▸ **PROBLEM**
State how many lines of the material below contain the string "instance", with case taken into account. Give only the number.

---+---

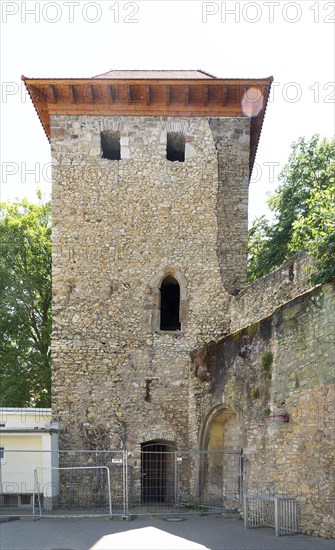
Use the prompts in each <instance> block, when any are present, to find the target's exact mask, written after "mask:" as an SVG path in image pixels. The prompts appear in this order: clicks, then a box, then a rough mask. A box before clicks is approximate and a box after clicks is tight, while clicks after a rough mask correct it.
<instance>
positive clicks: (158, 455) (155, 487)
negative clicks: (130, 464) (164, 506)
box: [141, 441, 175, 504]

---+---

▸ **RESPONSE AREA**
2